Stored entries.
────────

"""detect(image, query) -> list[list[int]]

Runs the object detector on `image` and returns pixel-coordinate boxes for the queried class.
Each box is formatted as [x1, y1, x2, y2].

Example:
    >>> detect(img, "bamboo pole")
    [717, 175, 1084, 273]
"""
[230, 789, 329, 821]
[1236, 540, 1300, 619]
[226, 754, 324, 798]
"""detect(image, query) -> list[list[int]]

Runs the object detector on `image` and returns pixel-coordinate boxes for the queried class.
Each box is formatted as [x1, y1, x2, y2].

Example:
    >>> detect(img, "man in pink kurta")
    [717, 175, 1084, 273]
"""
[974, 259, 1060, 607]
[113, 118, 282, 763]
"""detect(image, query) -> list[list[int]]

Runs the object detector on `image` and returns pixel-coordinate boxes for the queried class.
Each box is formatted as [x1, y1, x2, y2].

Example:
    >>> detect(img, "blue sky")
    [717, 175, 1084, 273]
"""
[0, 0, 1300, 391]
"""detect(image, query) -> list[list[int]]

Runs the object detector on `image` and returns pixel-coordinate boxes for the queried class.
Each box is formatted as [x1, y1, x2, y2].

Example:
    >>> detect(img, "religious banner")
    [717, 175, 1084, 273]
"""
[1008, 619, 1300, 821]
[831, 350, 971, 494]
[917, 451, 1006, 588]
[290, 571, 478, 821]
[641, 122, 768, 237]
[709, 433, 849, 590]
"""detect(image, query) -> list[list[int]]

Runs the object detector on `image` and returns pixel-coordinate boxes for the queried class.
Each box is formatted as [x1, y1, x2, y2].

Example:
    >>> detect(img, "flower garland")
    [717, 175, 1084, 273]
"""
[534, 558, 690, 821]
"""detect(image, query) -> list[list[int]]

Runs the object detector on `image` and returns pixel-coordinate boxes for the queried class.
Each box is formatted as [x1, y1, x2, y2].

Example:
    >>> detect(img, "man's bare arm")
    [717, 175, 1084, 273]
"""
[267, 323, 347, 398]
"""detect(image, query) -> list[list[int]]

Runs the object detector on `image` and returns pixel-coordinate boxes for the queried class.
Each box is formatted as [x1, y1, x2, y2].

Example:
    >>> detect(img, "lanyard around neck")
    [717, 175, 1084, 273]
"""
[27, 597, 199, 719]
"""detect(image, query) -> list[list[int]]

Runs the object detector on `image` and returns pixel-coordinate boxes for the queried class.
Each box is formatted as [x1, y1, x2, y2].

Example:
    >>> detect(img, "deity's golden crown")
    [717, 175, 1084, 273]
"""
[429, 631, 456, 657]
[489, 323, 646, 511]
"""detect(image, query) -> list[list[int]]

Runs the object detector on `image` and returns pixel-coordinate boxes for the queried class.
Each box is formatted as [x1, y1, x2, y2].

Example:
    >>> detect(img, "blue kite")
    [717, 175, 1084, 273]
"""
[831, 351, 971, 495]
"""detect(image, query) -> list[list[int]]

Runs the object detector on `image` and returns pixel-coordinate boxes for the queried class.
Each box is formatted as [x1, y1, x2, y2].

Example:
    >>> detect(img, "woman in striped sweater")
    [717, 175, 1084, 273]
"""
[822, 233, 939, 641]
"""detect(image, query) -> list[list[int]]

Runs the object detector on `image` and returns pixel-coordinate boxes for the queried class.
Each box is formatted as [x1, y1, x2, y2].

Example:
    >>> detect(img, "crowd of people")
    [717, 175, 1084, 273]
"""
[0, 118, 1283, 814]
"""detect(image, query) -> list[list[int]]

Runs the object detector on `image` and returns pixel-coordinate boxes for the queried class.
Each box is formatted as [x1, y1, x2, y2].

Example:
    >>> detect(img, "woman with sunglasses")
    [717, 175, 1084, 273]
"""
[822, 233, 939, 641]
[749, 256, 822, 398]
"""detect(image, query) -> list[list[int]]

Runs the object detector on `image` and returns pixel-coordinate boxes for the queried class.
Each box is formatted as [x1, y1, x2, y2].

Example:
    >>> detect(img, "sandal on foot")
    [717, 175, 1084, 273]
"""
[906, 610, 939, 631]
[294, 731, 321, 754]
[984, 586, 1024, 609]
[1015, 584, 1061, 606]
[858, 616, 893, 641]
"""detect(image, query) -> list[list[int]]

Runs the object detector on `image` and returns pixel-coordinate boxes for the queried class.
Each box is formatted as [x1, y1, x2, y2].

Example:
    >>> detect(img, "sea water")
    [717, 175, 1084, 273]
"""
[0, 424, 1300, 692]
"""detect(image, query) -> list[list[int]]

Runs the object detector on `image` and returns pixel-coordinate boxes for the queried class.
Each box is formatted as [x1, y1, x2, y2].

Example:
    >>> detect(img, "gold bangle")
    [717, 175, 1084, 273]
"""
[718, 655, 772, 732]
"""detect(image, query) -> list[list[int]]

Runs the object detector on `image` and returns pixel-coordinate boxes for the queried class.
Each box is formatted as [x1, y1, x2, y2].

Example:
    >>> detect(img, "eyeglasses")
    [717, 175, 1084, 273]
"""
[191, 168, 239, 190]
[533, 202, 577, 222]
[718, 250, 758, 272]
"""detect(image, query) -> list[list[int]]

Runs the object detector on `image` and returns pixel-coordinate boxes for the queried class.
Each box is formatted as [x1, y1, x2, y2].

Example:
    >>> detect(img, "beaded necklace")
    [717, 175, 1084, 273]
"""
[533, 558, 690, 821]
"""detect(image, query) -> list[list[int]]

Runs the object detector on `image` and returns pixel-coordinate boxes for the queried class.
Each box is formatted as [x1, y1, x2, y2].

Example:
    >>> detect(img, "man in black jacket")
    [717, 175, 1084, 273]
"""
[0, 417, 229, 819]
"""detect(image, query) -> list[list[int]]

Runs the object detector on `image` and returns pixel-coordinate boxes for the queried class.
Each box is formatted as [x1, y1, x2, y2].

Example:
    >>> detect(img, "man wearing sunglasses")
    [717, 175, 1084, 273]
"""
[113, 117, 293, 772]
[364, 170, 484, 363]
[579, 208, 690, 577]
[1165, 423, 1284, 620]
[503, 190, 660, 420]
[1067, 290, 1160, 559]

────────

Exercise. Set down the entries verbatim, leaving none out.

Expected answer.
"""detect(image, query) -> list[list[int]]

Runs the object detector on `image` and returns pixel-coordinate boxes for the queried class.
Each box is formatted as [x1, y1, x2, y2].

Example:
    >>> detect(img, "bamboo pole")
    [717, 175, 1084, 273]
"""
[230, 789, 329, 821]
[1236, 540, 1300, 619]
[226, 754, 324, 798]
"""detect(image, query) -> list[list[int]]

Runs the object detector on `image` and returns pixel-coordinate boxes for the queried class.
Each box is formatted as [x1, y1, x2, y2].

Example:
    >>> detect(img, "man in pink kurta")
    [717, 175, 1084, 273]
"""
[974, 259, 1060, 607]
[113, 118, 282, 763]
"""detect(image, query) -> list[list[int]]

Runs the object detector on `image` and returns pixel-coordinate boxes for the queried class.
Each box is formatted as [x1, y1, x2, y2].

Example:
    >>> detect(img, "blue sky")
    [717, 175, 1084, 273]
"""
[0, 0, 1300, 391]
"""detect(image, query) -> list[list[int]]

Runs the object detector on `image` and returns pixel-coordinate boxes for the queried class.
Each box is formatted as [x1, y1, x2, y2].

Example:
    >>> detect(img, "religious banner")
    [717, 175, 1084, 273]
"""
[1008, 619, 1300, 821]
[831, 350, 971, 494]
[917, 451, 1006, 588]
[290, 571, 478, 821]
[641, 122, 768, 237]
[709, 433, 849, 590]
"""detect(image, query) -> list[list[int]]

Runs the object detector on `image` and returns pixel-coordinate boxes for the queried class.
Each box is formatted as [x1, y1, x2, y2].

Example:
    >>> detect(img, "flower garland")
    [717, 175, 1084, 273]
"""
[534, 558, 690, 821]
"""detect(image, query) -> list[list[int]]

Runs the object detector on `image` and returns pixel-coordinate boxes for the queried class.
Each box is formatted as [x1, y1, x2, y2].

Example:
    >>> detect(img, "man's bare arm")
    [717, 175, 1084, 273]
"""
[267, 323, 347, 398]
"""detect(image, query) -> list[list[int]]

Runs the object detector on `image` and returns pixel-coordinate boxes for the queried class.
Each box is formatted as [x1, y1, x2, y2].

Example:
    >>> detect(img, "lanyard around neck")
    [717, 175, 1084, 273]
"""
[27, 597, 199, 719]
"""detect(image, query) -> list[list[int]]

Runs the object detector on `image` and returns pixel-coordinate boxes for the queried class.
Each box is formatted as [x1, y1, x2, y2].

Example:
    >>> detect(img, "deity's golden crown")
    [717, 175, 1084, 273]
"""
[429, 631, 456, 657]
[489, 323, 646, 511]
"""detect(image, query) -> list[list[int]]

Runs the object detector on `image` and returns pixel-coordinate boxes for the queried class.
Each box is formatted as [x1, y1, x2, y2].

Example:
    >>> detect(img, "blue kite")
    [717, 175, 1084, 273]
"""
[831, 351, 971, 495]
"""detect(image, query) -> list[list[int]]

Runs the object detector on `image` and returns pixel-coordinate boxes for the queried class.
Each box is formatted as [x1, y1, x2, y2].

Example:
    >>> detect(img, "woman in striped sweater")
    [717, 175, 1084, 273]
"""
[822, 233, 939, 641]
"""detect(image, query) -> list[list[int]]

Runs the object detector on `image` and returns pixel-coordinate boxes for the queried class.
Each box is formatted as [x1, y1, x2, y2].

Example:
    >>> detect(img, "crowd of people")
    [717, 175, 1084, 273]
"""
[0, 118, 1283, 814]
"""detect(image, query) -> list[list[int]]

Runs the object detector on `image` and returns pixel-coordinate boxes for the queried class.
Each box is formatted as [x1, y1, x2, y2].

Example:
    >>> detect(img, "woman with sunglasses")
    [717, 175, 1084, 273]
"""
[822, 233, 939, 641]
[749, 256, 822, 398]
"""detect(image, query) -> list[list[int]]

Runs the object detector on `image` and returns pixel-coordinate boxes for the queried class.
Each box is formatted as [x1, y1, x2, y2].

Example:
    >>> detect(img, "sandal on foot")
    [717, 175, 1084, 273]
"""
[906, 610, 939, 631]
[294, 731, 321, 754]
[984, 586, 1024, 609]
[1015, 584, 1061, 606]
[858, 616, 893, 641]
"""detect(image, query) -> list[list[int]]

Runs the object detector on `image` and returns pixel-coordinate boxes for the queried class.
Each box is formatted as [x1, y1, x2, y2].

Example:
    >>> detect(img, "sea water")
    [717, 175, 1084, 273]
"""
[0, 424, 1300, 692]
"""detect(image, query) -> list[list[int]]

Runs the object detector on `image` and returns pixel-coordinate boxes for the queried class.
Each box is formatted as [x1, y1, x2, y2].

Example:
    >>> detect(img, "gold bangle")
    [717, 175, 1084, 273]
"""
[718, 655, 772, 732]
"""detect(image, query) -> list[list[int]]

Runs the object detector on `image` and returns pixel-coordinate boxes for the queried class.
Each box is formatted as [x1, y1, x2, y2].

Example:
    >>> detect(img, "eyeglasses")
    [717, 175, 1084, 273]
"""
[191, 168, 239, 190]
[533, 202, 577, 222]
[718, 250, 758, 272]
"""detect(image, query) -> list[list[int]]

Runs the object detector on `image` and returns pixel-coordinate boxes for the queried class.
Each box is formatted as [x1, y1, x2, y2].

Example:
    >>> detect(img, "beaded necklace")
    [717, 175, 1084, 273]
"""
[533, 558, 690, 821]
"""detect(image, query) -> list[list[int]]

Runs the object detector on `image` and returns pixel-coordinate boxes for the queried class.
Each box is formatted as [x1, y1, x2, y2].

Example:
    >>> detect(img, "man in black jacket")
    [717, 175, 1084, 273]
"""
[0, 417, 229, 819]
"""detect(image, query) -> list[list[int]]

Runs the object detector on `image` and returns pixel-coordinate boxes for the queried class.
Each box is formatted as [x1, y1, x2, y2].

Example:
    >>> detect(img, "man wearing sunglasses")
    [717, 175, 1084, 273]
"""
[113, 117, 293, 772]
[364, 170, 484, 363]
[579, 208, 690, 577]
[1165, 423, 1284, 620]
[503, 190, 660, 420]
[1067, 290, 1160, 559]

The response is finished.